Excerpt:
Meet the Tohono Chul Youth Team
A freshman at the University of Arizona and one time Future Farmer of America, Jaclyn is presently majoring in Agricultural Technology and Ag Business. An advocate of sustainability, she hopes to move into the study of viticulture with the long term goal of having her own vineyard one day.
Shubha is a senior at BASIS Tucson North college preparatory school. Her volunteer work includes a year working at the Tucson Village Farm, part of the UofA’s Cooperative Extension Services and the 4-H Clubs. Preserving cultural traditions through food and sustainable agriculture is what interests Shubha the most.
Also at the UofA, Meagan is a junior in Conservation Biology in the School of Natural Resources. After spending two summers in Belize as part of a college course on environmental ethics and world philosophy, she developed a unique perspective on her own community and a future career dedicated to the environment.

Entries provided:
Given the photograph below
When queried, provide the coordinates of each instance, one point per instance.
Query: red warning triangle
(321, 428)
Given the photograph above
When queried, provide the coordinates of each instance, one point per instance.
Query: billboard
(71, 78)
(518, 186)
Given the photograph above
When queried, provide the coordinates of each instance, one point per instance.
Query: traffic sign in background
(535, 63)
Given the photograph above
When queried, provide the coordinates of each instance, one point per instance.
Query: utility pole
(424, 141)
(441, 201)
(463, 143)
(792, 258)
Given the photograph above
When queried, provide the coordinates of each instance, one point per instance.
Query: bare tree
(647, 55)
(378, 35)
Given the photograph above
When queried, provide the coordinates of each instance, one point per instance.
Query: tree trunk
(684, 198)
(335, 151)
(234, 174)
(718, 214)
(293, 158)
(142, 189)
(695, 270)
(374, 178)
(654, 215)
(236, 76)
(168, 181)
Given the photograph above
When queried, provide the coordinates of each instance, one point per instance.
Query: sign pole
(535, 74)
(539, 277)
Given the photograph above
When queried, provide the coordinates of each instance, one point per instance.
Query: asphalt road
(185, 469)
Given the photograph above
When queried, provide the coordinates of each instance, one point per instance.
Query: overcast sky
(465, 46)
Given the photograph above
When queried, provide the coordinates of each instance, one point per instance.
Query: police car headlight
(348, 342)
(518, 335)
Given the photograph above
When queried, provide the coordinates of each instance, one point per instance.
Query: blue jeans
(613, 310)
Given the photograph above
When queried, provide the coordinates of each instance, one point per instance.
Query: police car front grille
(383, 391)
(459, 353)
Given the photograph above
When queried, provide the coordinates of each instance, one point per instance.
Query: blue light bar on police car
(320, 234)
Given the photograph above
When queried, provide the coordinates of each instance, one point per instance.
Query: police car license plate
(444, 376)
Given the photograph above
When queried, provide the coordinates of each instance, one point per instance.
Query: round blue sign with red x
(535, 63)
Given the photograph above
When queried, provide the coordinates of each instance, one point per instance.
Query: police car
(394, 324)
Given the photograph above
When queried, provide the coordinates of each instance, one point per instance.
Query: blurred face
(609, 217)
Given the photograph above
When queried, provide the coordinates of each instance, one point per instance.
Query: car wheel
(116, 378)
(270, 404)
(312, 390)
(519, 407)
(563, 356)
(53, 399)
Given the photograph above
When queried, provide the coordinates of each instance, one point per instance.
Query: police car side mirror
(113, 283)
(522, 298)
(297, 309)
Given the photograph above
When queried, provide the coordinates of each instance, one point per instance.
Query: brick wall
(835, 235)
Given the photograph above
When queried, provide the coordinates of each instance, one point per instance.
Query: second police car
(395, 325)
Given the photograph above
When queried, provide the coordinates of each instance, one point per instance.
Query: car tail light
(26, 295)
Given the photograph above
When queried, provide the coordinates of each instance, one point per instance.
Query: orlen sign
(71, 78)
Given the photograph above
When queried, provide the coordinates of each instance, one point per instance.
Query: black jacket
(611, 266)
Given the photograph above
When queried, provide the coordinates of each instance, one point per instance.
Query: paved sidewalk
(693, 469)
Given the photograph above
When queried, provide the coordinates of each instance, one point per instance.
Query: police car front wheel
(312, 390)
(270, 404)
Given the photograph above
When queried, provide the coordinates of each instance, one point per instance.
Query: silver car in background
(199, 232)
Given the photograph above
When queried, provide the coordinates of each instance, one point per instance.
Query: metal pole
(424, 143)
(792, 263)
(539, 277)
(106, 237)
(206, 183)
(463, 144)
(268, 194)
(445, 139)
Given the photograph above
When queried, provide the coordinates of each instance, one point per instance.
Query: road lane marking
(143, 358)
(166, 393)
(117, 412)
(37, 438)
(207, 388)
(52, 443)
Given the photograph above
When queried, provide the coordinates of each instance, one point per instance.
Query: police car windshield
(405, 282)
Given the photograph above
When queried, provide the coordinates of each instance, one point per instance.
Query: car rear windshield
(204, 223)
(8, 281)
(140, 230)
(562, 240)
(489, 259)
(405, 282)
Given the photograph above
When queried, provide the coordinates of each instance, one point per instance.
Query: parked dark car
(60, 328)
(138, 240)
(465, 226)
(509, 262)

Problems and tasks:
[1] Answer the following questions about the Tohono Chul Youth Team profiles, one per line:
(a) What does Jaclyn hope to have one day?
(b) Where did Shubha spend a year volunteering?
(c) In which country did Meagan spend two summers?
[2] Carry on the Tohono Chul Youth Team profiles from the point at which they end.

Answers to the tasks:
[1]
(a) Her own vineyard.
(b) The Tucson Village Farm.
(c) Belize.

[2]
Sade is a senior at Mountain View High School, looking forward to enrolling in MIT next year to pursue a possible career as a biomedical engineer. A former member of the Marana Community Food Bank’s Youth Farm Project, she is familiar with all aspects of food production from planting to harvesting and is eager to share her experiences.
A junior at the UofA, Lauren’s studies are focused on Conservation Biology with an eye to future field work as a researcher. A world traveler, she loves connecting with new cultures and finding ways to share her passion for the natural world in all its iterations.
Celeste, a junior in Biology at the UofA, is thinking about moving into wildlife rehabilitation when she finishes her studies next year. As an International Student Volunteer, she spent several weeks in a small village in Ecuador helping the residents build food producing gardens in their community and at their school and currently does lab work for a professor studying invasive plant species.
Mongolia was the destination for Anik, a University High School senior, when she participated in another State Department sponsored youth exchange program where she studied environmental issues like water and mining. She also volunteers with the 4-H High Ropes Course which uses experiential education to teach youth leadership and life skills.
Keli Beth Smith
Sculpture is Keli’s calling. She is currently studying fine arts at Pima Community College, but she also has experience tending the goats on her mother’s farm, working on an organic farm in Canada, managing a community garden in Ann Arbor and harvesting desert plants for food and medicine.